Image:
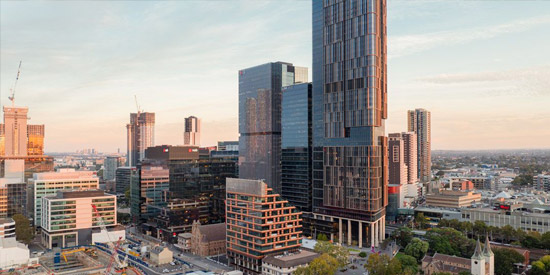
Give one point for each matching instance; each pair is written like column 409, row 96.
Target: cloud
column 403, row 45
column 528, row 81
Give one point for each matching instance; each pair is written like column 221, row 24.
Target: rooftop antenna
column 12, row 97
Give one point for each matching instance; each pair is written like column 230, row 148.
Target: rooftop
column 291, row 260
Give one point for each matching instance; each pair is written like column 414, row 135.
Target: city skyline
column 68, row 77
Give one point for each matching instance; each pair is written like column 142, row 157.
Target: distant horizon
column 480, row 67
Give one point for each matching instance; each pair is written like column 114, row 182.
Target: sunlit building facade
column 419, row 122
column 259, row 223
column 35, row 140
column 140, row 136
column 192, row 134
column 350, row 164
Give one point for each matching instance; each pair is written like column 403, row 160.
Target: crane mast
column 12, row 90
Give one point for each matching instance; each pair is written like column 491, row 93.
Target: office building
column 148, row 190
column 350, row 163
column 411, row 155
column 110, row 166
column 542, row 182
column 452, row 199
column 296, row 146
column 260, row 121
column 7, row 228
column 48, row 183
column 14, row 254
column 192, row 134
column 15, row 131
column 35, row 140
column 419, row 122
column 122, row 178
column 141, row 135
column 228, row 146
column 259, row 223
column 508, row 215
column 398, row 170
column 68, row 218
column 287, row 264
column 208, row 240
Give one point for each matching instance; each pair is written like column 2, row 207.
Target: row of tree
column 450, row 241
column 506, row 234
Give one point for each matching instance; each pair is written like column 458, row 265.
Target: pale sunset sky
column 481, row 67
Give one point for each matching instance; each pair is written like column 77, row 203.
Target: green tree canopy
column 322, row 265
column 417, row 248
column 505, row 259
column 338, row 252
column 402, row 236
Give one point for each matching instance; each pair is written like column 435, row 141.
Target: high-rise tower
column 192, row 134
column 141, row 135
column 350, row 163
column 260, row 120
column 419, row 122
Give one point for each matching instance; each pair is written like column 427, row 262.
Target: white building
column 7, row 228
column 109, row 167
column 69, row 219
column 286, row 264
column 46, row 184
column 13, row 253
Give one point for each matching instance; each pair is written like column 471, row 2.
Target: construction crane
column 12, row 90
column 137, row 105
column 114, row 248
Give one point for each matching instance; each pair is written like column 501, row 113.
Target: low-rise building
column 500, row 217
column 208, row 240
column 287, row 264
column 13, row 253
column 184, row 241
column 68, row 217
column 7, row 228
column 259, row 223
column 452, row 199
column 161, row 255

-=-=-

▶ YOUR OBJECTIVE: Output the records above character for character, but leave each image out.

▶ YOUR SOLUTION:
Image:
Give one point for each matching instance; each pair is written like column 409, row 96.
Target: cloud
column 403, row 45
column 528, row 81
Give one point for each matching instance; each pair is written like column 221, row 24.
Target: rooftop antenna
column 12, row 97
Give one point for each matching instance; each pair is written like column 230, row 148.
Target: rooftop
column 291, row 260
Give one point for each matching instance; each pair is written like column 414, row 135.
Target: city skyline
column 68, row 77
Give one point for each matching instance; each pair is written like column 142, row 157.
Target: distant horizon
column 480, row 67
Give one point for each matching instance; each pair is written like column 114, row 182.
Target: sunlit building facade
column 419, row 122
column 259, row 223
column 35, row 140
column 140, row 136
column 192, row 134
column 350, row 164
Give one point for each matching instance; each pair is written like column 403, row 160.
Target: crane mast
column 12, row 90
Give one point for each matching instance; each pair is written like column 491, row 93.
Target: office building
column 148, row 190
column 350, row 163
column 411, row 155
column 110, row 166
column 542, row 182
column 452, row 199
column 296, row 146
column 260, row 121
column 7, row 228
column 48, row 183
column 14, row 254
column 192, row 134
column 15, row 131
column 35, row 140
column 419, row 122
column 122, row 178
column 141, row 135
column 228, row 146
column 259, row 223
column 508, row 215
column 398, row 170
column 68, row 218
column 287, row 264
column 208, row 240
Give one point for each matching instance; each pair is written like column 2, row 207.
Target: row of tree
column 450, row 241
column 506, row 234
Give one point for each matching instance; each pair is written like column 458, row 265.
Target: pale sunset sky
column 481, row 67
Give one point for each matching instance; each pair is written like column 77, row 203.
Target: green tree canopy
column 322, row 265
column 417, row 248
column 505, row 259
column 338, row 252
column 402, row 236
Give one point for each matching instance; each pair is written like column 435, row 141.
Target: high-rise tower
column 192, row 134
column 141, row 135
column 350, row 163
column 260, row 120
column 419, row 122
Give one point for each matching instance; each pair is written like column 427, row 262.
Target: white building
column 7, row 228
column 109, row 167
column 69, row 219
column 286, row 264
column 46, row 184
column 13, row 253
Give one point for each matching instance; each pair is written like column 471, row 2.
Target: construction crane
column 12, row 90
column 137, row 105
column 114, row 248
Give one point for each matching instance; each pair is written like column 501, row 113.
Target: low-rise building
column 500, row 217
column 208, row 240
column 287, row 264
column 13, row 253
column 184, row 241
column 68, row 217
column 7, row 228
column 259, row 223
column 452, row 199
column 161, row 255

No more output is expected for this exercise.